'''

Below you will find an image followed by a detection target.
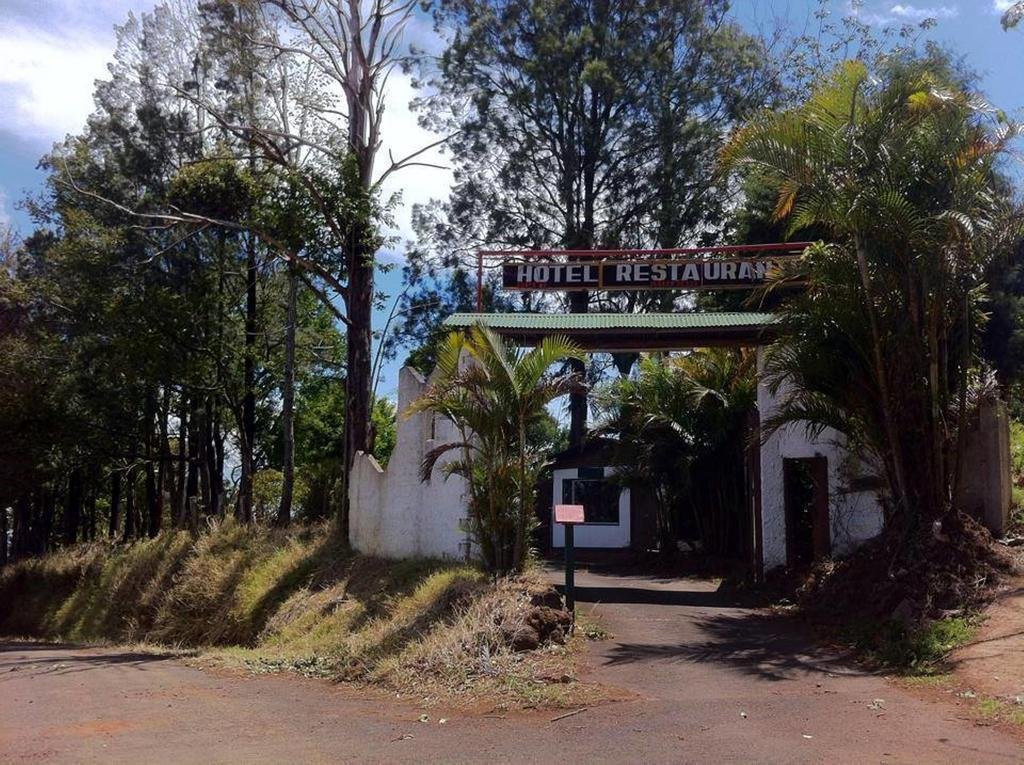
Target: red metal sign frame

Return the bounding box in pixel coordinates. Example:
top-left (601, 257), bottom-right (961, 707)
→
top-left (474, 242), bottom-right (813, 312)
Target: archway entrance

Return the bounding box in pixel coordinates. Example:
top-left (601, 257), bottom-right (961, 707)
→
top-left (444, 310), bottom-right (777, 574)
top-left (433, 242), bottom-right (887, 579)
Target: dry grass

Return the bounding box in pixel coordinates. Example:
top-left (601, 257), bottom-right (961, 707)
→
top-left (0, 521), bottom-right (596, 708)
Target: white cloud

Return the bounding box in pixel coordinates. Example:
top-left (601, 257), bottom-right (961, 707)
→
top-left (0, 1), bottom-right (154, 144)
top-left (852, 1), bottom-right (961, 24)
top-left (0, 189), bottom-right (10, 229)
top-left (0, 23), bottom-right (113, 143)
top-left (375, 72), bottom-right (454, 253)
top-left (1, 0), bottom-right (146, 29)
top-left (889, 4), bottom-right (959, 20)
top-left (0, 2), bottom-right (454, 252)
top-left (995, 1), bottom-right (1015, 11)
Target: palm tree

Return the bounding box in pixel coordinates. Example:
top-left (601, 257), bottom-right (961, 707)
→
top-left (721, 60), bottom-right (1019, 527)
top-left (596, 348), bottom-right (756, 556)
top-left (408, 324), bottom-right (583, 574)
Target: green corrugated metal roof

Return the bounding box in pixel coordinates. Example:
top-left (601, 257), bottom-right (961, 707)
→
top-left (443, 312), bottom-right (778, 331)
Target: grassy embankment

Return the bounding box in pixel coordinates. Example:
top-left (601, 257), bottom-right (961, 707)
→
top-left (0, 522), bottom-right (595, 708)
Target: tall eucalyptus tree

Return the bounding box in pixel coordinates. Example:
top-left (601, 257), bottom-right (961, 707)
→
top-left (402, 0), bottom-right (773, 444)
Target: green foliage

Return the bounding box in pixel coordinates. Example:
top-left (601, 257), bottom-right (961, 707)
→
top-left (0, 0), bottom-right (376, 543)
top-left (371, 398), bottom-right (397, 467)
top-left (847, 617), bottom-right (976, 674)
top-left (1009, 420), bottom-right (1024, 532)
top-left (1009, 503), bottom-right (1024, 537)
top-left (527, 410), bottom-right (569, 455)
top-left (168, 159), bottom-right (257, 222)
top-left (596, 349), bottom-right (756, 555)
top-left (982, 251), bottom-right (1024, 388)
top-left (722, 59), bottom-right (1019, 523)
top-left (1011, 420), bottom-right (1024, 488)
top-left (409, 325), bottom-right (583, 574)
top-left (276, 377), bottom-right (396, 519)
top-left (252, 469), bottom-right (285, 521)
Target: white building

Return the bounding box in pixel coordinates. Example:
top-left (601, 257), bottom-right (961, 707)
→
top-left (349, 313), bottom-right (1009, 575)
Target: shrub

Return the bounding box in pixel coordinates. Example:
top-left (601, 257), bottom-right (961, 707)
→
top-left (848, 617), bottom-right (976, 674)
top-left (409, 325), bottom-right (582, 574)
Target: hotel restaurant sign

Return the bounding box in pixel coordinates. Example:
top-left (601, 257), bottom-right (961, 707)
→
top-left (502, 256), bottom-right (797, 292)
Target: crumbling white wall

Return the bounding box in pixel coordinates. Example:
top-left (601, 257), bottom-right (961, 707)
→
top-left (957, 400), bottom-right (1012, 536)
top-left (757, 348), bottom-right (885, 571)
top-left (349, 366), bottom-right (472, 560)
top-left (352, 353), bottom-right (892, 569)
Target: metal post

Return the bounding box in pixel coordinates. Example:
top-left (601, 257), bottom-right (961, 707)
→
top-left (564, 523), bottom-right (575, 622)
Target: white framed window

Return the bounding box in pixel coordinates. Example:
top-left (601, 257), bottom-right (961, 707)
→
top-left (552, 467), bottom-right (630, 548)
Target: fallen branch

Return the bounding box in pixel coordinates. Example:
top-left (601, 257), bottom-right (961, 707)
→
top-left (550, 707), bottom-right (587, 723)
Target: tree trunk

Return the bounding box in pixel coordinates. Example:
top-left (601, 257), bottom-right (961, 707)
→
top-left (85, 489), bottom-right (97, 542)
top-left (0, 499), bottom-right (8, 567)
top-left (343, 237), bottom-right (374, 534)
top-left (341, 45), bottom-right (383, 534)
top-left (185, 398), bottom-right (200, 525)
top-left (238, 233), bottom-right (257, 524)
top-left (11, 495), bottom-right (29, 561)
top-left (854, 236), bottom-right (911, 518)
top-left (144, 392), bottom-right (159, 538)
top-left (144, 461), bottom-right (156, 536)
top-left (278, 263), bottom-right (298, 526)
top-left (213, 232), bottom-right (227, 520)
top-left (144, 457), bottom-right (158, 537)
top-left (210, 398), bottom-right (225, 518)
top-left (566, 216), bottom-right (591, 450)
top-left (564, 54), bottom-right (608, 452)
top-left (174, 394), bottom-right (188, 527)
top-left (40, 488), bottom-right (55, 554)
top-left (123, 469), bottom-right (136, 543)
top-left (200, 398), bottom-right (213, 520)
top-left (196, 400), bottom-right (212, 522)
top-left (150, 460), bottom-right (165, 538)
top-left (155, 389), bottom-right (173, 535)
top-left (109, 470), bottom-right (122, 539)
top-left (64, 468), bottom-right (83, 546)
top-left (567, 290), bottom-right (588, 449)
top-left (84, 467), bottom-right (98, 541)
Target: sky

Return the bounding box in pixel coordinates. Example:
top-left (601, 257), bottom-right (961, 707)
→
top-left (0, 0), bottom-right (1021, 397)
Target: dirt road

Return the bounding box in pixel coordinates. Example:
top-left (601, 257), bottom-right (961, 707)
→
top-left (949, 584), bottom-right (1024, 701)
top-left (2, 569), bottom-right (1021, 764)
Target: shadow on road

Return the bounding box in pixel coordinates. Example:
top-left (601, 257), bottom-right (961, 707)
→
top-left (0, 640), bottom-right (76, 652)
top-left (568, 583), bottom-right (738, 609)
top-left (0, 642), bottom-right (182, 680)
top-left (599, 611), bottom-right (864, 682)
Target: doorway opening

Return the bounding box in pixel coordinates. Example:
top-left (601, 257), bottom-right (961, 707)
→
top-left (783, 456), bottom-right (829, 569)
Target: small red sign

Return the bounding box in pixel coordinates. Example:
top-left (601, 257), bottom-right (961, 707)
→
top-left (554, 504), bottom-right (585, 524)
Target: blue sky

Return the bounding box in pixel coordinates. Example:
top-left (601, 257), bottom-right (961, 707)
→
top-left (0, 0), bottom-right (1021, 397)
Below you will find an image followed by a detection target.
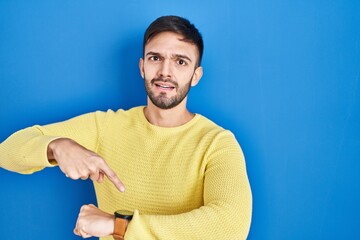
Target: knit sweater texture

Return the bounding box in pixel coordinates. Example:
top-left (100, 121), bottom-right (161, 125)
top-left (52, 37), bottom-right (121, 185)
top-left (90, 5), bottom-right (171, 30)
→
top-left (0, 106), bottom-right (252, 239)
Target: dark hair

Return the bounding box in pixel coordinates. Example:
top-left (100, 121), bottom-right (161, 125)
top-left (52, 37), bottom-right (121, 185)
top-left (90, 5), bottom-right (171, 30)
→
top-left (143, 15), bottom-right (204, 66)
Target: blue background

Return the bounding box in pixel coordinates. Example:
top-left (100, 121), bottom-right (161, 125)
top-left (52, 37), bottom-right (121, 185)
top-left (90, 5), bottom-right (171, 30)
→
top-left (1, 0), bottom-right (359, 239)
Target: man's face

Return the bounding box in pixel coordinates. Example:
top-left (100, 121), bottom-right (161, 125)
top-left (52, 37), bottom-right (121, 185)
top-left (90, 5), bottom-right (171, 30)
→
top-left (139, 31), bottom-right (202, 109)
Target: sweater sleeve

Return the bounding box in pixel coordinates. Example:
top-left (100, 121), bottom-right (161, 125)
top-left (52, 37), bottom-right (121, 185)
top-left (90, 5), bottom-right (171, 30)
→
top-left (125, 131), bottom-right (253, 240)
top-left (0, 111), bottom-right (107, 174)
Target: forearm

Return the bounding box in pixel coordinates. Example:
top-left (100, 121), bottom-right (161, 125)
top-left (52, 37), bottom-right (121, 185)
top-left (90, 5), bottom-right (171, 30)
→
top-left (0, 111), bottom-right (105, 174)
top-left (126, 193), bottom-right (252, 240)
top-left (0, 126), bottom-right (60, 174)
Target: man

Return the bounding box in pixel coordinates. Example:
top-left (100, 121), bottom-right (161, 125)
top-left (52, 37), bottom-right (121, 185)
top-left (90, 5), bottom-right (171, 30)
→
top-left (0, 16), bottom-right (252, 239)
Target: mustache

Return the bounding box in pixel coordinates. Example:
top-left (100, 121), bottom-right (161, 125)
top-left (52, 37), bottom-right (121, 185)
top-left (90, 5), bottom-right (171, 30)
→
top-left (151, 77), bottom-right (178, 88)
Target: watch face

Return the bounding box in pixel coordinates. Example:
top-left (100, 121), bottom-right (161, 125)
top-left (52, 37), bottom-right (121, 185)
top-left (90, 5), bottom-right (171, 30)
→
top-left (115, 210), bottom-right (133, 220)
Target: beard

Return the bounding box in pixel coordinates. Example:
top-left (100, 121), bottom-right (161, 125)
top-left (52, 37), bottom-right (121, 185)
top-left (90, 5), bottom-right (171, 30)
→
top-left (144, 75), bottom-right (193, 110)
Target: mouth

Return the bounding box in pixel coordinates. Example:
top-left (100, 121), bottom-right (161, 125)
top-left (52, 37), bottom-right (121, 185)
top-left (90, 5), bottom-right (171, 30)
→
top-left (154, 82), bottom-right (176, 91)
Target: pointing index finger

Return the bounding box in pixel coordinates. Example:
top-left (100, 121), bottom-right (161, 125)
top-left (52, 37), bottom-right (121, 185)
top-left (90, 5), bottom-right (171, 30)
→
top-left (98, 162), bottom-right (125, 192)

'''

Please give back an exact copy of the entries above from their first line through the line containing "Target: white cloud", leaving the pictures aside.

→ **Exercise result**
Below you will find an image followed by a detection target.
Target: red metal sign frame

Return the bounding box in pixel coordinates. Example:
top-left (601, 257), bottom-right (961, 707)
→
top-left (474, 242), bottom-right (813, 312)
Target: archway entrance

Return the bounding box in pixel coordinates. Example:
top-left (601, 257), bottom-right (961, 707)
→
top-left (444, 310), bottom-right (777, 574)
top-left (433, 242), bottom-right (887, 579)
Target: dry grass

Return the bounding box in pixel coordinates. Example:
top-left (601, 257), bottom-right (961, 707)
→
top-left (0, 521), bottom-right (596, 708)
Target: white cloud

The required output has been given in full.